QUOTED PASSAGE ▸
After that they sent me up to a little place called Udine, Grupignano, Italian prisoner camp, and there were nearly 3500 Australians and New Zealand prisoners of war, a few Gurkhas, some boys from Cyprus, Indians, but mostly it was a colony or as they called it, a dominion prison camp. Probably, I would imagine, by the time that we were transferred to Germany, there might have been sixty air force in it, that's about all, might have been a bit more but it wasn't many.
Food shortages
We had our own wireless. It was built in the camp in PG57 and it was monitored closely and by 1943 we knew, well, I never lost faith in that we wouldn't win the war. This German surgeon said to me, I said 'Who do you think will win the war?' Well, he said 'You know very well who will win. Which sides got the most food, they'll win.'
And that's right. You can make armaments but you've got to feed the people, you've got to have food. The German people really were suffering very badly. In the country, fine, but in the cities there was a severe lack of food.
When the Russians broke through and they had three armies surround an army, I mean, that was the end of the war. You could tell there was no possible chance of them ever recovering. Food was always short, there's no doubt about that. Our caloric value was 2000 calories a day. The living standard was 2250 but they starved you in that way and occasionally we would get Red Cross parcels and I mean occasionally.
Sometimes you'd get one parcel to six men and sometimes a parcel each, then go six weeks with nothing. It was a way of keeping you hungry. People like me, being small, we coped reasonably well. If you didn't eat your sauerkraut, well I ate it, but the big men suffered very badly. It was tough for them.
Russian liberation and freedom
The day of the 22nd of April the German's told our men in confidence that they would be evacuated from the camp that night, the 22nd, and we could hear the gunfire, the shell bursts in the distance. Obviously the Russians were advancing and they moved out that night but the Russians got most of them and killed them immediately and the Russians rode into our camp.
The colonel arrived on a little pony, riding with his troops behind him. Some were riding bicycles. Some were marching. Some had little motorbikes, little DKWs and they just rode into the camp and said 'We will look after you. You will remain here and we will release you, send you back to Britain.'
Well the Russian prisoners were told 'You will treat the Germans exactly as they have treated you' and there was no transport 'You will walk your way back to Moscow.' Now we could tell that we had been recaptured because we were so restricted and our food ration was cut down.

EXERCISE SET ▸
(1) According to the prisoner-of-war account, what was the prisoners' daily caloric value?
(2) Write out the prisoner-of-war account from "The colonel arrived" up to and including "was cut down.".
None of the records are needed here.

Records from a data source

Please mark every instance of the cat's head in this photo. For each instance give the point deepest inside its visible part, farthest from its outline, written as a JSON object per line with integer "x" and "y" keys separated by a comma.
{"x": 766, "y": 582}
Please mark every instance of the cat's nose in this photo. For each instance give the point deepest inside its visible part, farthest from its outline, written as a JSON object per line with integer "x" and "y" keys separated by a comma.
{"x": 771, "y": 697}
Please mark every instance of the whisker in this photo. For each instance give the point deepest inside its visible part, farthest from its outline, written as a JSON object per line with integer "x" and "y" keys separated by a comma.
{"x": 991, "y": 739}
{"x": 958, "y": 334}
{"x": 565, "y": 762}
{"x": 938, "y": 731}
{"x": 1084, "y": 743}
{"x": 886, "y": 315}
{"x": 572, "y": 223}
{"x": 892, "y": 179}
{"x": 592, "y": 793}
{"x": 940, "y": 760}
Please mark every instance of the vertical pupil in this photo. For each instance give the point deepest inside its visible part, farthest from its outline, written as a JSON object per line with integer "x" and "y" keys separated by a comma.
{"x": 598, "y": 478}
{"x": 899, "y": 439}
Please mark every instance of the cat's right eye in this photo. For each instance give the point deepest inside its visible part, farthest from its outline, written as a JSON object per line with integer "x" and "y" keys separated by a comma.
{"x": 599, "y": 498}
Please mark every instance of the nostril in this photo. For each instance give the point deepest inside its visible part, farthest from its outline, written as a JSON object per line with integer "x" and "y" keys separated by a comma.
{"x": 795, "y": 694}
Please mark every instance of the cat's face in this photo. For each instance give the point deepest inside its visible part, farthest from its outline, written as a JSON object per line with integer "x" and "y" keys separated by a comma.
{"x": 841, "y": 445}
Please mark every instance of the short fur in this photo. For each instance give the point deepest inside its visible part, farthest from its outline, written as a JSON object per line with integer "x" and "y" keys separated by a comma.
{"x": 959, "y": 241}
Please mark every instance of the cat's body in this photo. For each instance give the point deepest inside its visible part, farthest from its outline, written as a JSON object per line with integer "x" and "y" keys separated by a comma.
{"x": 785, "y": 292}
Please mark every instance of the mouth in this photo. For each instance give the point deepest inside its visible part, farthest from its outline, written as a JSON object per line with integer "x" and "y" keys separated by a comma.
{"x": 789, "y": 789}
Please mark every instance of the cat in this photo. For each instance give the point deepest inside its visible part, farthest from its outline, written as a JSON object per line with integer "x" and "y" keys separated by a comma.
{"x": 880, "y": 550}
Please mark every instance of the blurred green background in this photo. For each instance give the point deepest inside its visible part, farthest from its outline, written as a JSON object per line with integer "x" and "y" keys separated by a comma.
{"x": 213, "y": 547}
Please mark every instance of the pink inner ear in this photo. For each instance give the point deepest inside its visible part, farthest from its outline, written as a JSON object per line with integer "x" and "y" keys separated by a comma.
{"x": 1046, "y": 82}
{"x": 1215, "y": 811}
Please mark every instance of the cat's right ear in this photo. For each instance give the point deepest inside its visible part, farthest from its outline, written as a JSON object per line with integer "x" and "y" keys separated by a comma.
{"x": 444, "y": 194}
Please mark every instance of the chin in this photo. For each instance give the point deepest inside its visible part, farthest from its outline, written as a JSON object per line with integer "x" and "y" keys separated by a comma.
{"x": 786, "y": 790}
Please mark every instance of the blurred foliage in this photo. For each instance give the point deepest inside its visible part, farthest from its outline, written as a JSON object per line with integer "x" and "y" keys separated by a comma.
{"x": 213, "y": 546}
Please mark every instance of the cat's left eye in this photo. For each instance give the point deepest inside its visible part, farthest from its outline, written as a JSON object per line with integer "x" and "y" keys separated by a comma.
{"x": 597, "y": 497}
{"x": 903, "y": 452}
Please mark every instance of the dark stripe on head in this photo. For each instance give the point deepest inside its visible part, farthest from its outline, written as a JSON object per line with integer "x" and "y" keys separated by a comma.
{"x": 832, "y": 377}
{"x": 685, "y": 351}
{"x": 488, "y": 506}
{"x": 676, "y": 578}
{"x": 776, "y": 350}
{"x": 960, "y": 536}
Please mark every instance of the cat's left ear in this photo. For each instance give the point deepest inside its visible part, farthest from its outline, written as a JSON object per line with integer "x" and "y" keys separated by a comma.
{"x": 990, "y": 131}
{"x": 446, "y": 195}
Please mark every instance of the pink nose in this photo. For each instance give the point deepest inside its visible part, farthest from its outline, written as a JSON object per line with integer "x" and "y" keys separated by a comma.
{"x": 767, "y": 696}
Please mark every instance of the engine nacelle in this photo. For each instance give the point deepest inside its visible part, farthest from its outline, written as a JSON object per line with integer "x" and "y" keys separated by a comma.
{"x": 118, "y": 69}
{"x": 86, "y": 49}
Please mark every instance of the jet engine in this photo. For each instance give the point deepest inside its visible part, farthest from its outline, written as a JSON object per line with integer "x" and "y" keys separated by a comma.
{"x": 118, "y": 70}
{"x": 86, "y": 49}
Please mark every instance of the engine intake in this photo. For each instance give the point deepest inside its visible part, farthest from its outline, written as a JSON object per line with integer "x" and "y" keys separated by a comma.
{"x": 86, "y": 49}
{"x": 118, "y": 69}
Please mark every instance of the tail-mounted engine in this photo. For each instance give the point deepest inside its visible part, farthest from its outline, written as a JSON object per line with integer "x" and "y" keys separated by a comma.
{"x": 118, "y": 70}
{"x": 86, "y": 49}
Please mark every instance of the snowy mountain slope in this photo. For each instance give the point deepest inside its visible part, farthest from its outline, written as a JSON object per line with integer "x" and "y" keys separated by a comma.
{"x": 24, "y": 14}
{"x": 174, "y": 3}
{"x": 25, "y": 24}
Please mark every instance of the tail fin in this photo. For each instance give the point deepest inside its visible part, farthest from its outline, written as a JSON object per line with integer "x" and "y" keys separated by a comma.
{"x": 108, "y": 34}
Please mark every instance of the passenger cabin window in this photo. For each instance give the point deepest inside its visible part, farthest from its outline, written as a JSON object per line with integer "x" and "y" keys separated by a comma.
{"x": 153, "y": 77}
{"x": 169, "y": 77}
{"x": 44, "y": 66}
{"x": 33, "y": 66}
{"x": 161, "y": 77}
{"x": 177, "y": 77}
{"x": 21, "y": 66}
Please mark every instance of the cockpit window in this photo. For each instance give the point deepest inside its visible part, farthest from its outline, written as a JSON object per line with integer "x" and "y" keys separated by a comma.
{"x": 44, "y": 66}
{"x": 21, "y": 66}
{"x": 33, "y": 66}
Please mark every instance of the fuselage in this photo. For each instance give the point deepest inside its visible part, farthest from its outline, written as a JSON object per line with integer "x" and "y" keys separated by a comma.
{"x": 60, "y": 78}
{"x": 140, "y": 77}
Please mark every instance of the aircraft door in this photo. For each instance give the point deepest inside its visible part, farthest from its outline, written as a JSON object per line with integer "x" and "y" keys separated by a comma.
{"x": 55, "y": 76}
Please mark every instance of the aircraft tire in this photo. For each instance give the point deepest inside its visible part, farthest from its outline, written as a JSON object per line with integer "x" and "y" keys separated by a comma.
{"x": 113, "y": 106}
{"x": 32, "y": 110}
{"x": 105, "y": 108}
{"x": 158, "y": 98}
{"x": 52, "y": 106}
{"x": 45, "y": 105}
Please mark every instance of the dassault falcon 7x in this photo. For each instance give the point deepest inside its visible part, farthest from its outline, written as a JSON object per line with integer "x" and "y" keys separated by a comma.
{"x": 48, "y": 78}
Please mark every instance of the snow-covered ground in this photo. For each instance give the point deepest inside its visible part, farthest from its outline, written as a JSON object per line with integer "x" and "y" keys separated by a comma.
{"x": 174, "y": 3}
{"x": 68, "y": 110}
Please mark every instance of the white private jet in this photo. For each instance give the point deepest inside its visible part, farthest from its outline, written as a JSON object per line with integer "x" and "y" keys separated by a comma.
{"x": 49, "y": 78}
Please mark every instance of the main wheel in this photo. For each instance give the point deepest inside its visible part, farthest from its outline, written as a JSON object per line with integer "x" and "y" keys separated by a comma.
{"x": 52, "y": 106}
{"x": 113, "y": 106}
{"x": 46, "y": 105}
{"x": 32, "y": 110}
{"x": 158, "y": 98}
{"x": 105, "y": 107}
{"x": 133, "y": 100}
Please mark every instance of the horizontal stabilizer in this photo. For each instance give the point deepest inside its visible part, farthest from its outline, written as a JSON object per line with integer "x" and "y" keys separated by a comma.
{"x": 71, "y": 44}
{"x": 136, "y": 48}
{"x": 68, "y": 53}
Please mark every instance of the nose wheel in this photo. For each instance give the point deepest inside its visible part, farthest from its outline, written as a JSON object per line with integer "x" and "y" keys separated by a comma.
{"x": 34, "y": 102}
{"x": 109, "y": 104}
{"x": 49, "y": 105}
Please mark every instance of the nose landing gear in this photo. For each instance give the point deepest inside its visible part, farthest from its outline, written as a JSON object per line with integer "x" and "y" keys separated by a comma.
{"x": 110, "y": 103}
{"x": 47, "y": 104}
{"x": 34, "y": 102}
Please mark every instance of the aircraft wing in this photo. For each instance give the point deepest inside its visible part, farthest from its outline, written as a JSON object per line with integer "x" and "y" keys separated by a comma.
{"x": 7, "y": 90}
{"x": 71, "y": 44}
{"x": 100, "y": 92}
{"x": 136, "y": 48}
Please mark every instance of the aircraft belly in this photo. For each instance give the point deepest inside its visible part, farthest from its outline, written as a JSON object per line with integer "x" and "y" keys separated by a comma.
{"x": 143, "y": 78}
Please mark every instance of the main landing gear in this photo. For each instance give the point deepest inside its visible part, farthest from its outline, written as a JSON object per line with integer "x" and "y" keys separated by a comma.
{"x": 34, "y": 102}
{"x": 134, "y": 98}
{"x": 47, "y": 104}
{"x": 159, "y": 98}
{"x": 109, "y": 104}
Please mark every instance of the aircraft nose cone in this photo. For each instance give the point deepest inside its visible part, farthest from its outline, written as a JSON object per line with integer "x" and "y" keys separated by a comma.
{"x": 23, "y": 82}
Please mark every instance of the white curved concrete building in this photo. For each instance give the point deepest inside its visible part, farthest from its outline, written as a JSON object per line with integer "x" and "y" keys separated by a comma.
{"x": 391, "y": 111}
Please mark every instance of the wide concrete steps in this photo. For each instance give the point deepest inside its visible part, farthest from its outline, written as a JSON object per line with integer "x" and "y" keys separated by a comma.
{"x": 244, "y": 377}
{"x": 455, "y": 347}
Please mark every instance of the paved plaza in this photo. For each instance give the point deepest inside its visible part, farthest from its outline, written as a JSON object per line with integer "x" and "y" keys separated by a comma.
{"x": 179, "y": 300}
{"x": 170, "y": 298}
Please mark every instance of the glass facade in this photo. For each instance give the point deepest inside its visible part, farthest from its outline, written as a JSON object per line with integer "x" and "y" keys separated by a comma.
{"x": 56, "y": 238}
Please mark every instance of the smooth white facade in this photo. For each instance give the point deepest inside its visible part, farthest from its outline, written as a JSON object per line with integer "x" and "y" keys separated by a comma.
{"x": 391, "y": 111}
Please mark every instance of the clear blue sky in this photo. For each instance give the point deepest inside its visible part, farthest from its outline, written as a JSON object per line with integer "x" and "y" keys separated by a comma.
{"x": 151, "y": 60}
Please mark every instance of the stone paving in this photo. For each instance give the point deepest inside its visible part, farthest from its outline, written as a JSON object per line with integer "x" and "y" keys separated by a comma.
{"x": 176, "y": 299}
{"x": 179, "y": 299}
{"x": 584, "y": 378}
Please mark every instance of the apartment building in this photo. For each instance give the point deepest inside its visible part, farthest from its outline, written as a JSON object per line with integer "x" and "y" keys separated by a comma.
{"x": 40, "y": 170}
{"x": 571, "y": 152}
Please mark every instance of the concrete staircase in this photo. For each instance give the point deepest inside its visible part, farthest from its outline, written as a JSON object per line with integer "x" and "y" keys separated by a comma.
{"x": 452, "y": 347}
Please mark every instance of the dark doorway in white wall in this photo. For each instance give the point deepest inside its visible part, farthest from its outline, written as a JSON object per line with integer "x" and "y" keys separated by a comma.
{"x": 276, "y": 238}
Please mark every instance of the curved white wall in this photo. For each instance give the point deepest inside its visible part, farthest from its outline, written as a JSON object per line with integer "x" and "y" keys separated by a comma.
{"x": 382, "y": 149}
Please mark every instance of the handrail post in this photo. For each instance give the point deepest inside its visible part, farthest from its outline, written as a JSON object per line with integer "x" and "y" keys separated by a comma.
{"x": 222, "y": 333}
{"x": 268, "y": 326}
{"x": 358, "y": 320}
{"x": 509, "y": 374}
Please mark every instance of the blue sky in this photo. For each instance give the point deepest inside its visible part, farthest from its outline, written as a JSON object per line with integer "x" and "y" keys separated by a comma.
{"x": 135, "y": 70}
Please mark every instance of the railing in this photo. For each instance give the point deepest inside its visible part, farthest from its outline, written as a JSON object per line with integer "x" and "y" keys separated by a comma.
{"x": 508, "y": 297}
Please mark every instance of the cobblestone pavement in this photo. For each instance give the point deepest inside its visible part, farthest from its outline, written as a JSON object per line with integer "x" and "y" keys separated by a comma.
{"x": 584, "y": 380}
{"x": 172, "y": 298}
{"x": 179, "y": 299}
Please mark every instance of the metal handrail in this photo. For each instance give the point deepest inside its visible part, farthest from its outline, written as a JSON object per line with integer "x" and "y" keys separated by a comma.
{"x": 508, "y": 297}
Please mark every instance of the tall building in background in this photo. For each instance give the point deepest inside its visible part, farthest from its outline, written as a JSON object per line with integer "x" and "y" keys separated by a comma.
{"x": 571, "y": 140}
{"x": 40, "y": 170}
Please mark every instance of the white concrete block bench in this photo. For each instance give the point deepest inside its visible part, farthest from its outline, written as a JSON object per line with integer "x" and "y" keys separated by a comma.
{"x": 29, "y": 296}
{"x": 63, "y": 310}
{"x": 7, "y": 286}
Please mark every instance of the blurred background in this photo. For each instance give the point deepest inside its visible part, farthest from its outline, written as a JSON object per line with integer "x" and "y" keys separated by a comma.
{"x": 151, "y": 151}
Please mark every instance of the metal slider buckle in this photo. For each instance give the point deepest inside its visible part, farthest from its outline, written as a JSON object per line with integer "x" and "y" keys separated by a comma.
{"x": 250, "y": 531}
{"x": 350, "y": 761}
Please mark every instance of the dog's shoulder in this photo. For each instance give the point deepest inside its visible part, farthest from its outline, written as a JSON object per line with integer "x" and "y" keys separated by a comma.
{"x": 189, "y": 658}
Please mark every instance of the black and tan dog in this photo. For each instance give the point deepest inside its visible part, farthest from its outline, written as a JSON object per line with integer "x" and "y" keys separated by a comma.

OUTPUTS FOR THE TASKS ▸
(1) 2000 calories a day.

(2)
The colonel arrived on a little pony, riding with his troops behind him. Some were riding bicycles. Some were marching. Some had little motorbikes, little DKWs and they just rode into the camp and said 'We will look after you. You will remain here and we will release you, send you back to Britain.'
Well the Russian prisoners were told 'You will treat the Germans exactly as they have treated you' and there was no transport 'You will walk your way back to Moscow.' Now we could tell that we had been recaptured because we were so restricted and our food ration was cut down.